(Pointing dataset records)
=-=-=-=-=
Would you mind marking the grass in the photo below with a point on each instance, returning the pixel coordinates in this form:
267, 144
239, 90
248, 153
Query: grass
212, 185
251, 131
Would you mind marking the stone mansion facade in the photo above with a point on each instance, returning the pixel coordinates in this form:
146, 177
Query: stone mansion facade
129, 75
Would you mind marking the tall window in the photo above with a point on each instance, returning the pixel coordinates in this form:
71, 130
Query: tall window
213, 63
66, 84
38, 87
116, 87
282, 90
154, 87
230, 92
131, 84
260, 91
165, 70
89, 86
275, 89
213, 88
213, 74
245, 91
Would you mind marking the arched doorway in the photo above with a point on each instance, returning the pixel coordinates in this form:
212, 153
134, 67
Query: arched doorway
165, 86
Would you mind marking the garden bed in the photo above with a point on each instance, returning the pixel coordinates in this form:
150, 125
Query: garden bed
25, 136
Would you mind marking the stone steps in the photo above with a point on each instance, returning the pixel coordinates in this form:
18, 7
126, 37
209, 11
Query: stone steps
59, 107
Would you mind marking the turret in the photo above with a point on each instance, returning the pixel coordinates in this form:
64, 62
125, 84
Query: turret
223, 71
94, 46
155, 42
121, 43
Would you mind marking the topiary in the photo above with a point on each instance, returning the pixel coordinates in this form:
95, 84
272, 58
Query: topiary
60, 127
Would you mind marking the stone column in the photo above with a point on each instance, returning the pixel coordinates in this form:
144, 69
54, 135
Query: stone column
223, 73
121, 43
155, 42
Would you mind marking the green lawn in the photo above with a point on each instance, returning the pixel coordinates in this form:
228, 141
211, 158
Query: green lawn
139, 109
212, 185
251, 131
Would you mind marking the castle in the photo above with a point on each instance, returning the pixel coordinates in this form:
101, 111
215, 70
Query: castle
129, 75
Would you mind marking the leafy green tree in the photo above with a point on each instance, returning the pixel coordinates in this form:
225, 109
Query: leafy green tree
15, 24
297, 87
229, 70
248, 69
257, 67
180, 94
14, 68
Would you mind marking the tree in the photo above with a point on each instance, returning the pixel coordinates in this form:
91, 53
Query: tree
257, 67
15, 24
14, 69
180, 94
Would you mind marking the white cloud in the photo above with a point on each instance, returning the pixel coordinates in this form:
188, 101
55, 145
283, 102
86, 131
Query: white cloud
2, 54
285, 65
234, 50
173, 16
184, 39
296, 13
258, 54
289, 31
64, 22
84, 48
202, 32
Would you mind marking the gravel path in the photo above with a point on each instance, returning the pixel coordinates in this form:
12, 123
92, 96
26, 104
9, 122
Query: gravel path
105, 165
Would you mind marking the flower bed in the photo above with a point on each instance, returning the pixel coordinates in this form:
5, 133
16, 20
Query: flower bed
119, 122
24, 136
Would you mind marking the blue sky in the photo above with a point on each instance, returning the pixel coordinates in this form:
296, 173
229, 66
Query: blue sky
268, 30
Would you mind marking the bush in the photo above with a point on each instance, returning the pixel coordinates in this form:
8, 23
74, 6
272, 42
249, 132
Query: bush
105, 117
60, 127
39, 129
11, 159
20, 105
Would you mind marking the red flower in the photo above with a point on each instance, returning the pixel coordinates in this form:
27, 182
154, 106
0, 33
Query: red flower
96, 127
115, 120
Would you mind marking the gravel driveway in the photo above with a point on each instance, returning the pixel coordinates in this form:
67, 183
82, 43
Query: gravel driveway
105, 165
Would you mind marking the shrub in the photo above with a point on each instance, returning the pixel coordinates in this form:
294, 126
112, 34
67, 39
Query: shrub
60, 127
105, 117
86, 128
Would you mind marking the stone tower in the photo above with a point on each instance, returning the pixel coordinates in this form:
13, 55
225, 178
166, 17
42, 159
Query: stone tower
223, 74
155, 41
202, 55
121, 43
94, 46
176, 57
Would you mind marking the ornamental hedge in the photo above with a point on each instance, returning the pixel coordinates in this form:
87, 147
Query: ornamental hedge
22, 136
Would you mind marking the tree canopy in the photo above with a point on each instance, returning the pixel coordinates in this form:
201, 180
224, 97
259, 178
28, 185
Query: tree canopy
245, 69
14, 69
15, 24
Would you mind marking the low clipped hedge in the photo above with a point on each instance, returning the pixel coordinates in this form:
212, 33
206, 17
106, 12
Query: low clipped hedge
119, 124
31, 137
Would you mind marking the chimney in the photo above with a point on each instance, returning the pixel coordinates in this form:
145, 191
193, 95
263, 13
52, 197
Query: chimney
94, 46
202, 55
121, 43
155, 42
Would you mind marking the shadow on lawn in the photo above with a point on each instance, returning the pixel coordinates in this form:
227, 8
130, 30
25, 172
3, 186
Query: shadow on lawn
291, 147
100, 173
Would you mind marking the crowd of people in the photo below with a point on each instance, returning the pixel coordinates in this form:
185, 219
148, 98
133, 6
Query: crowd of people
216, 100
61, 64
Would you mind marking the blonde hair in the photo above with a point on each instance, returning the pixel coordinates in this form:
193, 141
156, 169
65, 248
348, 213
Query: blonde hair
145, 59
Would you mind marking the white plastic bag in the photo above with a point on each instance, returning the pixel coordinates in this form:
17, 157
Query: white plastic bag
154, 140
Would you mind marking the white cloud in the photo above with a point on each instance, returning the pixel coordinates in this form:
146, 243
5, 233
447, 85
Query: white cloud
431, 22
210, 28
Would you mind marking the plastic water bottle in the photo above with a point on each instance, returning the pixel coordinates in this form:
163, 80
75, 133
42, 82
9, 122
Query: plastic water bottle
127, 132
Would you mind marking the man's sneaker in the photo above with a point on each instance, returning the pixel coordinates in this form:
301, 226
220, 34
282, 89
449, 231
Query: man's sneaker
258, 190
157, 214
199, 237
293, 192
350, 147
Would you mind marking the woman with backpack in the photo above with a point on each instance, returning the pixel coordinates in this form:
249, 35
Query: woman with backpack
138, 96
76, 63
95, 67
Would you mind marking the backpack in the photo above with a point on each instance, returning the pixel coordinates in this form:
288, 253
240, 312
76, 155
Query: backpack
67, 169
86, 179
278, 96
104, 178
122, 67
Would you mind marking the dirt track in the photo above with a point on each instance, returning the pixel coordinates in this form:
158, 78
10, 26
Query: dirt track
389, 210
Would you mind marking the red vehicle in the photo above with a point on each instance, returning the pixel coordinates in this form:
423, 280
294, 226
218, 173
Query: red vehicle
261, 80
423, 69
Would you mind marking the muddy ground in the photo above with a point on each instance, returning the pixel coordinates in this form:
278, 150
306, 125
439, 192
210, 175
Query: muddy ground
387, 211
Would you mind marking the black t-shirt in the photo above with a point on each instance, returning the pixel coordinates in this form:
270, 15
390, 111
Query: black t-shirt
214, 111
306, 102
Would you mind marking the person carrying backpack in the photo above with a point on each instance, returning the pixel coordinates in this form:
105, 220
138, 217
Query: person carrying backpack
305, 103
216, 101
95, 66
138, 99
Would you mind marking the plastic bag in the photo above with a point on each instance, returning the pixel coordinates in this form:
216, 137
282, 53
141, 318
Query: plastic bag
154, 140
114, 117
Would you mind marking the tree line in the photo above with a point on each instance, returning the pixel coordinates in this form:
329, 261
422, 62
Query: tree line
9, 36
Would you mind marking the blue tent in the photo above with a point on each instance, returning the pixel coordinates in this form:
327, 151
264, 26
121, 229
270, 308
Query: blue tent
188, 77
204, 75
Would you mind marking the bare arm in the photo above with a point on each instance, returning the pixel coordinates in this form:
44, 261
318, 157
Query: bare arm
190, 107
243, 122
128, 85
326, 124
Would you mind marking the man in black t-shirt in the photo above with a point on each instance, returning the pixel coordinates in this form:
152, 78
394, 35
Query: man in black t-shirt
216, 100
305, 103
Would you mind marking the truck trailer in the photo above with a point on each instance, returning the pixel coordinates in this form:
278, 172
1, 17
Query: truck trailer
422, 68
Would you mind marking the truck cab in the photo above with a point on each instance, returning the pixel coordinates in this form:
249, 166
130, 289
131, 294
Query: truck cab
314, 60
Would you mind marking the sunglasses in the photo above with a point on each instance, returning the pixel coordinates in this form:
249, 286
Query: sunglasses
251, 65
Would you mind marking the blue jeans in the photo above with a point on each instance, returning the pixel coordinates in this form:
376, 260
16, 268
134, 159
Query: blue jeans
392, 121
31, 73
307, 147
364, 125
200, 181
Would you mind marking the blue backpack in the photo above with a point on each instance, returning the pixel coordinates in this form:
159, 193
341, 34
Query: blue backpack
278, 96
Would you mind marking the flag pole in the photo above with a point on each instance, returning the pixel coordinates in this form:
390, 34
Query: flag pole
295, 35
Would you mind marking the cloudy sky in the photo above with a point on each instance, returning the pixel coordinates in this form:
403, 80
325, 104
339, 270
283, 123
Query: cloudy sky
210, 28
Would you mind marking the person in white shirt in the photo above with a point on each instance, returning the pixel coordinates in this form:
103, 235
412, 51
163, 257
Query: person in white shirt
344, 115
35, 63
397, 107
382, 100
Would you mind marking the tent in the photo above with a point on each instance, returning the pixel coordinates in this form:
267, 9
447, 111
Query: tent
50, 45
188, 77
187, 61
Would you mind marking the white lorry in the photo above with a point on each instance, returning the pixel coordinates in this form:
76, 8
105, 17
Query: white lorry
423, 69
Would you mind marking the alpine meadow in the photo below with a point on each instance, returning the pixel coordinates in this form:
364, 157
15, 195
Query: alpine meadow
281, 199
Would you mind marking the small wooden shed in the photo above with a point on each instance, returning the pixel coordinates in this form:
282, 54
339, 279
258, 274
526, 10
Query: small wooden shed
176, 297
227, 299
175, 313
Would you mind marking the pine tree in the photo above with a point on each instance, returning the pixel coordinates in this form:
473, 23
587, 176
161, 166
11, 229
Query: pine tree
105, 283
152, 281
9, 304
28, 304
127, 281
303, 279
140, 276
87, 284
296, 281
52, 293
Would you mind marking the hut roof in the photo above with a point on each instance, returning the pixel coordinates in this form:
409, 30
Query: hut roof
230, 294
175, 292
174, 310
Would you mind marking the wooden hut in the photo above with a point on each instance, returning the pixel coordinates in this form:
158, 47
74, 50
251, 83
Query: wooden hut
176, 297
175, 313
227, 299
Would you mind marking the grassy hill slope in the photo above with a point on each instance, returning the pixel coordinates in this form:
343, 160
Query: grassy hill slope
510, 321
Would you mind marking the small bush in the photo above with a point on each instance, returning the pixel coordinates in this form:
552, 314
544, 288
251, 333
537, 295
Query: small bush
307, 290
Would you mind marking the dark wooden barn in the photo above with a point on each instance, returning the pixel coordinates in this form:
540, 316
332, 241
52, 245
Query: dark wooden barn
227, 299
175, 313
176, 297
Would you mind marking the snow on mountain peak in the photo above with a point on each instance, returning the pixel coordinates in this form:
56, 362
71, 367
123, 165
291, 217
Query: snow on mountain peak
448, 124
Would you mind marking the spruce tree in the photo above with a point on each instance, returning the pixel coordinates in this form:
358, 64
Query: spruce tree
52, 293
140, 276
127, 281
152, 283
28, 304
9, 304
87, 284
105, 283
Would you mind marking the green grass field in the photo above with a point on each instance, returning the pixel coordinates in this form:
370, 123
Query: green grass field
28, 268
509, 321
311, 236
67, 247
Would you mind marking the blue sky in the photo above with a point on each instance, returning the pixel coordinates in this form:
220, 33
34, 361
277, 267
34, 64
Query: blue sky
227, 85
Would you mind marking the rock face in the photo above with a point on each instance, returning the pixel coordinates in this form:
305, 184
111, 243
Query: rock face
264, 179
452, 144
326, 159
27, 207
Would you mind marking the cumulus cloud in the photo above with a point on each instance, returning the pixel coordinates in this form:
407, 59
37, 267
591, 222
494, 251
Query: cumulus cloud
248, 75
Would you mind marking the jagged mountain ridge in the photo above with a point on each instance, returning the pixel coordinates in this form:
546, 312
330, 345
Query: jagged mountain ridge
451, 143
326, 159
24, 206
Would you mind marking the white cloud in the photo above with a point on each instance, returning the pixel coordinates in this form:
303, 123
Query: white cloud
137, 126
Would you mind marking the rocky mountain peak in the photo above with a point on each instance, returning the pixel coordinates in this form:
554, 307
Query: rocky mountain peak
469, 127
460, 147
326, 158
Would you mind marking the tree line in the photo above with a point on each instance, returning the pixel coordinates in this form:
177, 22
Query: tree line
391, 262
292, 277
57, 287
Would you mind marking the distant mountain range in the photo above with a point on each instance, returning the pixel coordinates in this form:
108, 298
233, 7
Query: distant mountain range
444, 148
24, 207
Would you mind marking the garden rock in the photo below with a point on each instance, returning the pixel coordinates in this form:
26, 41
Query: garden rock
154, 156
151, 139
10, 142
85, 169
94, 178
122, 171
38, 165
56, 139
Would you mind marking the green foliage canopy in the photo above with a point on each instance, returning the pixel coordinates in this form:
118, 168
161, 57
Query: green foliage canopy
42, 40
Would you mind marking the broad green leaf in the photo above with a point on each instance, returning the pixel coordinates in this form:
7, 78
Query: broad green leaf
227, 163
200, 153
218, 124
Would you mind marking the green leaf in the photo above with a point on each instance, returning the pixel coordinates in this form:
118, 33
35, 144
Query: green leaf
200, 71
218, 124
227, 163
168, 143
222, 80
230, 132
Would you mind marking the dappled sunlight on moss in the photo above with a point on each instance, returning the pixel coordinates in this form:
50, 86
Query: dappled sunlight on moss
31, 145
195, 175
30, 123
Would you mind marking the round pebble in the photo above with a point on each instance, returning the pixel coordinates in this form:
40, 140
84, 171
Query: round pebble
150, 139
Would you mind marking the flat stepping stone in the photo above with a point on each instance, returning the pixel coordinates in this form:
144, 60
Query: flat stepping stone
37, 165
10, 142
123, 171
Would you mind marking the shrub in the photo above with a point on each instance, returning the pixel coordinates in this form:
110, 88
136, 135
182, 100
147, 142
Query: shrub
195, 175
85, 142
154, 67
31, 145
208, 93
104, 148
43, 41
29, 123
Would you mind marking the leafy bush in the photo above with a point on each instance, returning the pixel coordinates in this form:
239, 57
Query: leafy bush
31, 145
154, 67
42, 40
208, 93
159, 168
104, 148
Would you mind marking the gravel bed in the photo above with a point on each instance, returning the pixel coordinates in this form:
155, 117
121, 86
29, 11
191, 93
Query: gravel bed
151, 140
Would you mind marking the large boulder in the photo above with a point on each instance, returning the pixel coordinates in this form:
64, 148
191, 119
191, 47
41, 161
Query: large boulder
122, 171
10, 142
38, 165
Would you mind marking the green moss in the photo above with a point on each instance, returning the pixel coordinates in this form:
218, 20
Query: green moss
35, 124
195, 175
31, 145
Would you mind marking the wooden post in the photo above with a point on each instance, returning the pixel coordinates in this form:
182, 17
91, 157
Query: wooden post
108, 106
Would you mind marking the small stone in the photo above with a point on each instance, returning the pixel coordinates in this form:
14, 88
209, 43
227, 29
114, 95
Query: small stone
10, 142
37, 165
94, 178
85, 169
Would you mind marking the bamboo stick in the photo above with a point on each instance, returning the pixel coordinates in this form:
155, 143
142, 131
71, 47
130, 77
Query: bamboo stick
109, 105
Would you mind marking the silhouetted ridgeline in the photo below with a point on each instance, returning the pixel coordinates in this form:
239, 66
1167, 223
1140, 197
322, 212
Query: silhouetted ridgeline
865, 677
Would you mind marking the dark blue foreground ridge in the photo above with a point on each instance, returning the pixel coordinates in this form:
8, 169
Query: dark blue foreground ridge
=-=-=-=-=
__Exercise brief__: Everything from the line containing "Would you mind marking the small stone" to the end of the records must be written out exactly; include both of those lines and no others.

__Finished exercise__:
Would you mind marking the small stone in the photo above with a point on each instance, returning the pixel coordinates in this form:
14, 88
209, 43
227, 29
114, 95
Query: small stone
10, 142
37, 165
94, 178
85, 169
Would you mind marking the bamboo stick in the photo above with a point on each instance, returning the pixel coordinates in this form:
155, 143
142, 131
71, 47
130, 77
Query: bamboo stick
109, 105
Would you mind marking the silhouetted ridgeline in the photo below with a point on each instance, returning the pixel coordinates in this form:
239, 66
1167, 223
1140, 197
322, 212
Query: silhouetted ridgeline
865, 677
Would you mind marking the dark blue foreground ridge in the photo above with a point on each instance, returning the pixel coordinates in this form:
8, 169
Query: dark blue foreground ridge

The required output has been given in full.